(Records from a data source)
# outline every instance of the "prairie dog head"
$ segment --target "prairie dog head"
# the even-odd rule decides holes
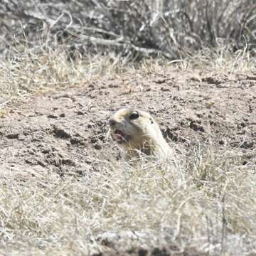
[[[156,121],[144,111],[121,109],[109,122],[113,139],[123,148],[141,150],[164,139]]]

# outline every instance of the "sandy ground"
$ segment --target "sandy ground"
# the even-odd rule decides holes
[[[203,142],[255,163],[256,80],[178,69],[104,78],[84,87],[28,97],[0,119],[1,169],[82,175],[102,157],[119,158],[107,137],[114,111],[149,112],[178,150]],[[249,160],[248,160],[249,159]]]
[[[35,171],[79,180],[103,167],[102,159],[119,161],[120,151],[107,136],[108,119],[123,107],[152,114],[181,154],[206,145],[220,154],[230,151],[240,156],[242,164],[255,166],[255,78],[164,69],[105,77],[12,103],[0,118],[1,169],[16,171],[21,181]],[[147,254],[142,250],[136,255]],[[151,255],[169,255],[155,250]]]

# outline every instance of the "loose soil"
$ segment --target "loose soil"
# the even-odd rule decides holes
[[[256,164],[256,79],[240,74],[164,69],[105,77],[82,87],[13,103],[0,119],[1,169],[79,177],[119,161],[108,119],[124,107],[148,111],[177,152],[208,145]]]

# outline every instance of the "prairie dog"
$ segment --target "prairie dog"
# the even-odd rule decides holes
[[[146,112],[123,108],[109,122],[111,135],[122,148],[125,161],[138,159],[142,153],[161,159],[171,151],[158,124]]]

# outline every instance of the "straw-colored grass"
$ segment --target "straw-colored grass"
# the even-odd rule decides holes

==

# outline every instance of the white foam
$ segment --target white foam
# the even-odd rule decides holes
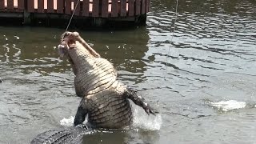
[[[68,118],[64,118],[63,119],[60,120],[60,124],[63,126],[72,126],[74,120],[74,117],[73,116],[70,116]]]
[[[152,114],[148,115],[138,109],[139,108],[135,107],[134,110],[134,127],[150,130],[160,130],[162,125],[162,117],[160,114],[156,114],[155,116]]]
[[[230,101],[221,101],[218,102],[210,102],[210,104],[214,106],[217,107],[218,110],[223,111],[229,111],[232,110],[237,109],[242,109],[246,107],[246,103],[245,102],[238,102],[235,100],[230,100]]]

---

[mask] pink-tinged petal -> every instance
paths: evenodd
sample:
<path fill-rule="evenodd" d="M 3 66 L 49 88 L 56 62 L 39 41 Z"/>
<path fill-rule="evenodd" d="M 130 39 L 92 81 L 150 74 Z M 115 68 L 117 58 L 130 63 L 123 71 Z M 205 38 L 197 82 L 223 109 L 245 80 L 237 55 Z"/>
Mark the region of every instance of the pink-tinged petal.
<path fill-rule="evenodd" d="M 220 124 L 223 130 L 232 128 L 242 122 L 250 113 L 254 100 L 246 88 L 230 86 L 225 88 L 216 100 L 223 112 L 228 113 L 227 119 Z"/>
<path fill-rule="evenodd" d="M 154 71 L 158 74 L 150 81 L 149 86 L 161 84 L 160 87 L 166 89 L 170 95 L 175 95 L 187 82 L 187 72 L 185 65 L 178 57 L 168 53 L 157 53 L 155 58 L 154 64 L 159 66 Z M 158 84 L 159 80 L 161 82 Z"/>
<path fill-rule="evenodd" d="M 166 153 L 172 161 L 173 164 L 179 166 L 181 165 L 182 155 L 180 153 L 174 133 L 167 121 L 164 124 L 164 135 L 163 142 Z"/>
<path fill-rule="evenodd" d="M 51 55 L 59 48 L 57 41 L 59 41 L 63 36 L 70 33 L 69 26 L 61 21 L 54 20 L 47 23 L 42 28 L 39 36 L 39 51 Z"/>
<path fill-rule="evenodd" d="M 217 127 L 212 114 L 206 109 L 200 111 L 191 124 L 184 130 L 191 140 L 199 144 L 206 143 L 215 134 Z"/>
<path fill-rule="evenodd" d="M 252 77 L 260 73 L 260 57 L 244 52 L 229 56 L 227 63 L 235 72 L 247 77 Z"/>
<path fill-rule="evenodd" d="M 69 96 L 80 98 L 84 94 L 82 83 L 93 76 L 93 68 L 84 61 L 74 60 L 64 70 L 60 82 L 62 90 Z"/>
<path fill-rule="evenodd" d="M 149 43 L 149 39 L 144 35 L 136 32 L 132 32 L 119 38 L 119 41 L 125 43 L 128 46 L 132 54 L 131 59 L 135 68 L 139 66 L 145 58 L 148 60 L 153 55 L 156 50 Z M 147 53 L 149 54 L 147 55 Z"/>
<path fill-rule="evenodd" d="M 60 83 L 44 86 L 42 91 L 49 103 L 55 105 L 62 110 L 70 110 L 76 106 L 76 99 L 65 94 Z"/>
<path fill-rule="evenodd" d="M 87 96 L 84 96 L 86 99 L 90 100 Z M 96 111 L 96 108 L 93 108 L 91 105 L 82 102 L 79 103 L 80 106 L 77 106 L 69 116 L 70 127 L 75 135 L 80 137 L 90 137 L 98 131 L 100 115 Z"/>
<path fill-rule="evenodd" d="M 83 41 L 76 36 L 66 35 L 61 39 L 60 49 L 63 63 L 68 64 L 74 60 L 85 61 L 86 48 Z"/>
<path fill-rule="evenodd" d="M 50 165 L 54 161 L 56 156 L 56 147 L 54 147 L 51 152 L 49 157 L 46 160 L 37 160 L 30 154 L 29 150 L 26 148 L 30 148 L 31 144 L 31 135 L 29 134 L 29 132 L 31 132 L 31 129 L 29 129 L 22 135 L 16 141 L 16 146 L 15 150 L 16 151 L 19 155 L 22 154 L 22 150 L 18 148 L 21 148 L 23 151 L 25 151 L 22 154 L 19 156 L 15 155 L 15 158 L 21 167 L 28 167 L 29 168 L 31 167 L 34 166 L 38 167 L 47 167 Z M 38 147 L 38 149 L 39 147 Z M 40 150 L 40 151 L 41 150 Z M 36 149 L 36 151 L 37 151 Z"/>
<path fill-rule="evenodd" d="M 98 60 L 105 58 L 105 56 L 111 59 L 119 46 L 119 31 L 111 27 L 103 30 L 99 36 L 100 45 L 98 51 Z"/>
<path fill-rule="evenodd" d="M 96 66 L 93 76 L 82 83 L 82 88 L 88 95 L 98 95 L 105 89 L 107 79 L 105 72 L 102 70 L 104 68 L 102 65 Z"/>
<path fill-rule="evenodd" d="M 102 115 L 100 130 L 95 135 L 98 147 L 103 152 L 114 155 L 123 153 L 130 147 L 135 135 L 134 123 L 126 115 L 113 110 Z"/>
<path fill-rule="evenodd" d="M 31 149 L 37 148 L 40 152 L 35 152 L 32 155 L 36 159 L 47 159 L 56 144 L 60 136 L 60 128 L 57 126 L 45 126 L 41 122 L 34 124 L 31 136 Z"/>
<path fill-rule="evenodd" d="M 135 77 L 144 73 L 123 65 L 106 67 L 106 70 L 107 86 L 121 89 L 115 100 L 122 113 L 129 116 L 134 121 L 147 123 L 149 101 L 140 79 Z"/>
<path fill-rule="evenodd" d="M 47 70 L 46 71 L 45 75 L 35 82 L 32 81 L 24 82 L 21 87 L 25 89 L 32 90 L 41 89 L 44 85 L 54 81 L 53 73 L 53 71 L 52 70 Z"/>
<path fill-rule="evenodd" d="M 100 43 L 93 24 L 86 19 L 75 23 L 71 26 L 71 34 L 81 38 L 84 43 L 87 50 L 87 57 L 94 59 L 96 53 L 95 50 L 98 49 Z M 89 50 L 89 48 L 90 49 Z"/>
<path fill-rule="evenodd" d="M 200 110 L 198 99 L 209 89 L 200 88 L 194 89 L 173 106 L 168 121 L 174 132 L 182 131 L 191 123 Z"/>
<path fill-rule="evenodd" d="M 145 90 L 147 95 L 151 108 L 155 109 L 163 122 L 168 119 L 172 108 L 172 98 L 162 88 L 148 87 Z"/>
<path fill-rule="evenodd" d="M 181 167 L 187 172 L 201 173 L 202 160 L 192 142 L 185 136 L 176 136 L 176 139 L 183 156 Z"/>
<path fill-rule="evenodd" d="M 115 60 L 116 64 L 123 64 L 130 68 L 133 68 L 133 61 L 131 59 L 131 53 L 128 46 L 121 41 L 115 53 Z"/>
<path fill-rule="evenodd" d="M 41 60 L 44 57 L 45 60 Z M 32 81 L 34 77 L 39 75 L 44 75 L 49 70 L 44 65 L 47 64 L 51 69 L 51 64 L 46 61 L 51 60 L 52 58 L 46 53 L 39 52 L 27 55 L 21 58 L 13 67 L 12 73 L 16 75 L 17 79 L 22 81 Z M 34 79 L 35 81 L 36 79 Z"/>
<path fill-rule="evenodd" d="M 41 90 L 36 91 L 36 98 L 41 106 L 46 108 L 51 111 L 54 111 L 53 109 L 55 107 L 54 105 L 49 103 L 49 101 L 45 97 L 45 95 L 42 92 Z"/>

[Set problem]
Please locate each line in the items above that contains the word "outline" and copy those lines out in full.

[Result of the exercise]
# outline every instance of the "prairie dog head"
# outline every instance of the "sandy ground"
# outline every instance of the "loose soil"
# outline every instance of the "prairie dog"
# outline every instance of the "straw-colored grass"
# outline every instance of the white foam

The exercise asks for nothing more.